____ Teks Bacaan
Selidik punya selidik ternyata itu adalah “keluarga” yang menghiburku dan
mengatakan bahwa kehadiranku memberi arti di antara mereka dan mereka berharap saat
itu aku ada di tengah-tengah mereka. Desh… hatiku mencelos. Rasanya belum
pernah aku mendapat perhatian seperti ini. Sesaat konsentrasiku buyar,
sepersekian detik kemudian aku berharap hari itu aku bisa bersama dengan
mereka, mengenal “keluarga” dengan lebih dekat. Karena sesedih apapun, selama
ada orang yang kau sayangi, maka semua sedih itu akan seperti buih di lautan,
hilang ditelan udara seperti uap air. Langit malam hari itu benar-benar
istimewa. Dan Perhatian itu, Warna pelangi keempat yang diberikan Mr. I
untukku.
Sceneku di sini memasuki bulan keempat. Scene itu adalah
scene di mana BPHkadeptbir “keluarga” harus berpisah sementara dengan
kebersamaan yang ditawarkan oleh Mr. I. Berat sebenarnya melepas mereka pergi
selama satu hingga dua bulan. Meski berbagai konsolidasi telah digelar, tapi
tetap ada rasa getir juga membayangkan tinggal aku sendiri yang menyandang
gelar angkatan senior dengan adik-adik yang masih memiliki banyak tanggung
jawab yang harus diselesaikan. Saat itu aku menghadapi gejolak yang luarbiasa.
________
[Soal Latihan]:
**a)** Tuliskan semua reaksi tokoh "aku" dalam teks bacaan sesudah tahu bahwa "keluarga" yang menghiburnya, mulai dari "Desh…" sampai "mengenal 'keluarga' dengan lebih dekat".
**b)** Menurut teks bacaan, kenapa tokoh "aku" tetap merasa getir walaupun berbagai konsolidasi sudah digelar?
**c)** Jawab pertanyaan berikut berdasarkan teks bacaan.
(i) Apa warna pelangi keempat yang diberikan Mr. I untuk tokoh "aku"?
(ii) Scene tokoh "aku" di sini sudah memasuki bulan ke berapa?
(iii) Berapa lama "keluarga" harus berpisah sementara?
____ Item yang Ditampilkan
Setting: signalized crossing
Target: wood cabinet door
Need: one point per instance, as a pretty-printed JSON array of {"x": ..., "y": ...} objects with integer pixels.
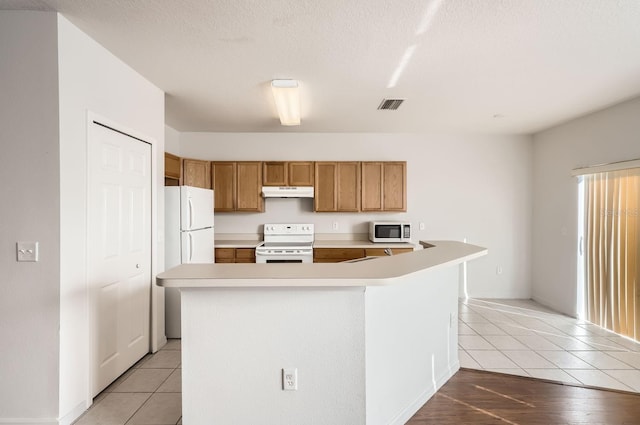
[
  {"x": 300, "y": 173},
  {"x": 223, "y": 178},
  {"x": 348, "y": 186},
  {"x": 274, "y": 174},
  {"x": 249, "y": 187},
  {"x": 196, "y": 173},
  {"x": 225, "y": 255},
  {"x": 372, "y": 175},
  {"x": 325, "y": 199},
  {"x": 394, "y": 186},
  {"x": 245, "y": 255},
  {"x": 172, "y": 168}
]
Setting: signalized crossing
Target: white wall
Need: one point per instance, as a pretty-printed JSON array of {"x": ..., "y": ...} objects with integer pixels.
[
  {"x": 236, "y": 341},
  {"x": 29, "y": 292},
  {"x": 171, "y": 140},
  {"x": 606, "y": 136},
  {"x": 92, "y": 79},
  {"x": 412, "y": 343},
  {"x": 474, "y": 187}
]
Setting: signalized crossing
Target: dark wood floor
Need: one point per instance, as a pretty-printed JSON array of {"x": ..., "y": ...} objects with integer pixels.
[{"x": 480, "y": 398}]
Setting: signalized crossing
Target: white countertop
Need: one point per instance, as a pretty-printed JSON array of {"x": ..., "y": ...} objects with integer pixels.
[
  {"x": 322, "y": 243},
  {"x": 361, "y": 244},
  {"x": 237, "y": 243},
  {"x": 377, "y": 271}
]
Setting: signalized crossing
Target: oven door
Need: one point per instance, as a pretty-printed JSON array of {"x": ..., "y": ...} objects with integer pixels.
[{"x": 302, "y": 256}]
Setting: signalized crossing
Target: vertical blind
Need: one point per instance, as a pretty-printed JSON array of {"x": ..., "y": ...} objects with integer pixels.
[{"x": 612, "y": 207}]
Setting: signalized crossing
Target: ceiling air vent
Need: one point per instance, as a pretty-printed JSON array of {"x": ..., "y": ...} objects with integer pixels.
[{"x": 390, "y": 104}]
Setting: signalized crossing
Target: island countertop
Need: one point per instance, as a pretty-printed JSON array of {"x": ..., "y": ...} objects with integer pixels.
[{"x": 371, "y": 272}]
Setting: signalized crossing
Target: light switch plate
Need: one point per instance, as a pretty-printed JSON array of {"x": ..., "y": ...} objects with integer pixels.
[
  {"x": 290, "y": 379},
  {"x": 27, "y": 251}
]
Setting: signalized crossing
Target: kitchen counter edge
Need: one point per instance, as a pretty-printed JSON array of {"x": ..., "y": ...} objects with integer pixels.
[{"x": 380, "y": 271}]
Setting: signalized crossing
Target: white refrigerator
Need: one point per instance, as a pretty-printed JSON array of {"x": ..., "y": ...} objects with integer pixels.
[{"x": 189, "y": 238}]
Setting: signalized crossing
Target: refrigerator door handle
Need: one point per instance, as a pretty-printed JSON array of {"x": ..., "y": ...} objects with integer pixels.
[{"x": 190, "y": 214}]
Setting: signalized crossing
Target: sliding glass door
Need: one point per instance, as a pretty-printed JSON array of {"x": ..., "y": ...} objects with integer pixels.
[{"x": 611, "y": 206}]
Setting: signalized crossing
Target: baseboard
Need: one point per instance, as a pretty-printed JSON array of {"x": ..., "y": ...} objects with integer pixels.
[
  {"x": 161, "y": 343},
  {"x": 28, "y": 421},
  {"x": 74, "y": 414},
  {"x": 406, "y": 413}
]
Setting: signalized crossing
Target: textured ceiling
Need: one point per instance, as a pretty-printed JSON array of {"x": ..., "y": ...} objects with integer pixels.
[{"x": 480, "y": 66}]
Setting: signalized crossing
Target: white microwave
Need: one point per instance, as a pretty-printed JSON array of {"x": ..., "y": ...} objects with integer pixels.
[{"x": 389, "y": 231}]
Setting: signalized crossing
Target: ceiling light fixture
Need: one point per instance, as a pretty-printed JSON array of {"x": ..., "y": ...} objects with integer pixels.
[{"x": 287, "y": 96}]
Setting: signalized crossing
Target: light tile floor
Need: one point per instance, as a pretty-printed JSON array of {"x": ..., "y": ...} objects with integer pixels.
[
  {"x": 149, "y": 393},
  {"x": 518, "y": 337},
  {"x": 521, "y": 337}
]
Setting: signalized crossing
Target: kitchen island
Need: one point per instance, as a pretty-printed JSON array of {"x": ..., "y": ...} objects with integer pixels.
[{"x": 371, "y": 341}]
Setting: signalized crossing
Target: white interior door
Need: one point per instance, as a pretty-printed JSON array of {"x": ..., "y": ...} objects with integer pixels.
[{"x": 119, "y": 252}]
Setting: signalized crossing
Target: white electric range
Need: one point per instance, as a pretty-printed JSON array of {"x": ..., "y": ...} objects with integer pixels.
[{"x": 286, "y": 243}]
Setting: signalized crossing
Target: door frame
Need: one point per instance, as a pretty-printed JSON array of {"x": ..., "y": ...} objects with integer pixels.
[{"x": 156, "y": 321}]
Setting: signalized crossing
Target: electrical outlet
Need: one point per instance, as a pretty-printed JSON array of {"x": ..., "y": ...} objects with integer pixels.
[
  {"x": 27, "y": 251},
  {"x": 290, "y": 379}
]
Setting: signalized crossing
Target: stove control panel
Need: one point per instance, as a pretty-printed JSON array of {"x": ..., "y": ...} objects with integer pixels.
[{"x": 288, "y": 229}]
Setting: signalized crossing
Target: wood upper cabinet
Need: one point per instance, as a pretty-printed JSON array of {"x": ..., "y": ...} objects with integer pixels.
[
  {"x": 237, "y": 186},
  {"x": 337, "y": 187},
  {"x": 384, "y": 186},
  {"x": 249, "y": 187},
  {"x": 287, "y": 173},
  {"x": 196, "y": 173},
  {"x": 172, "y": 168},
  {"x": 300, "y": 173},
  {"x": 223, "y": 180},
  {"x": 274, "y": 174}
]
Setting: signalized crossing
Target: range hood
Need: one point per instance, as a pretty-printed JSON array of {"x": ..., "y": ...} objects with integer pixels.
[{"x": 287, "y": 191}]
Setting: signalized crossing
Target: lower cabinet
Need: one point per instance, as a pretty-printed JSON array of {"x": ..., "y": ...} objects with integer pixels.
[
  {"x": 337, "y": 255},
  {"x": 235, "y": 255}
]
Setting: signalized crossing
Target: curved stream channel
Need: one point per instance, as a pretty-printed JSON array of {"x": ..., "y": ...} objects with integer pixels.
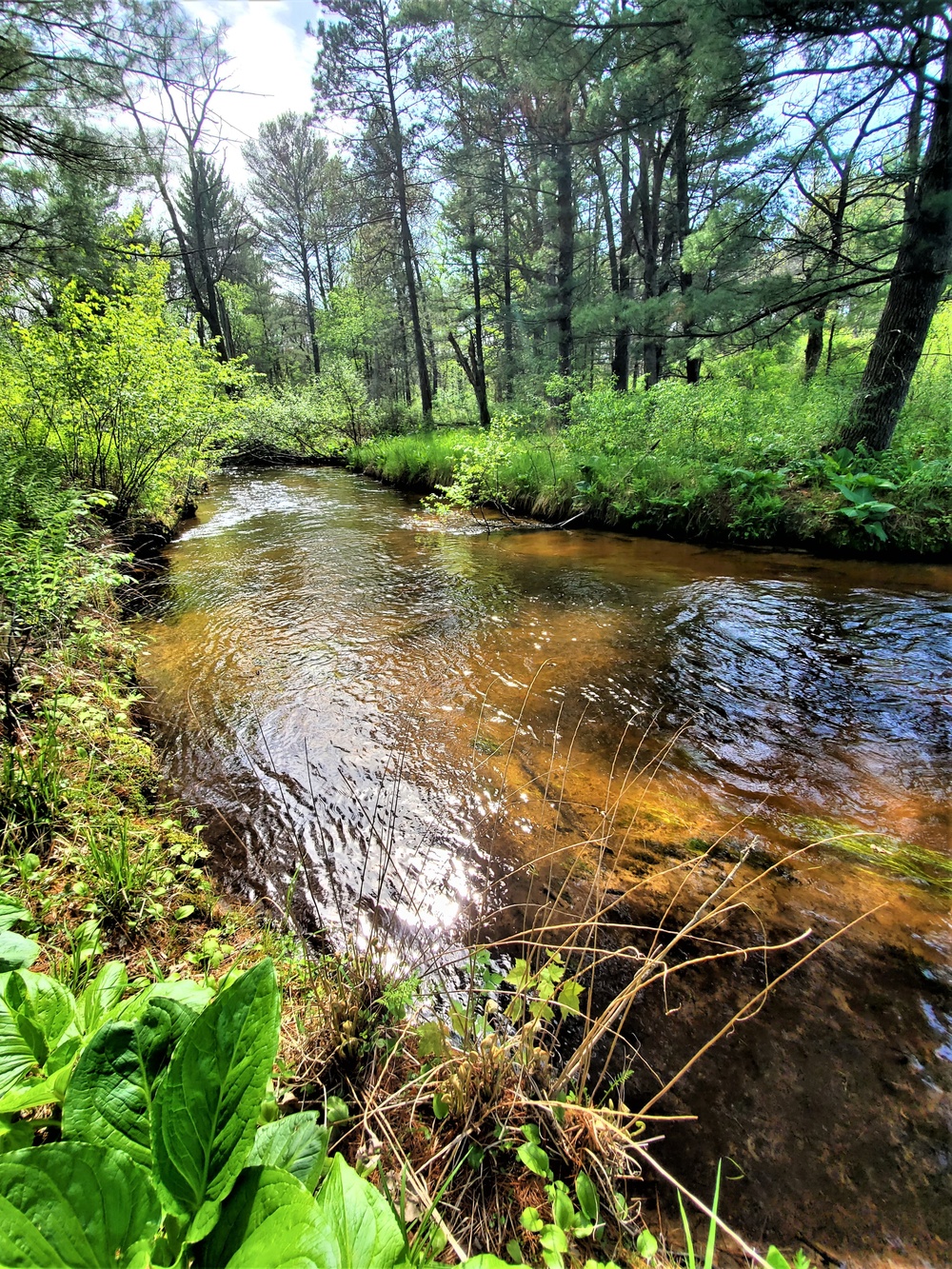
[{"x": 426, "y": 721}]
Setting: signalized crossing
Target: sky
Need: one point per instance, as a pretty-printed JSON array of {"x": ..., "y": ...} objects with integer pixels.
[{"x": 270, "y": 68}]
________
[Jawaban Tiap Soal]:
**a)**
- Hatinya mencelos.
- Merasa belum pernah mendapat perhatian seperti itu.
- Konsentrasinya buyar sesaat.
- Berharap hari itu bisa bersama mereka dan mengenal "keluarga" lebih dekat.

**b)** Tokoh "aku" membayangkan hanya dirinya yang tersisa sebagai angkatan senior. Sementara itu, adik-adiknya masih punya banyak tanggung jawab yang harus diselesaikan.

**c)**
(i) Perhatian itu.
(ii) Bulan keempat.
(iii) Satu hingga dua bulan.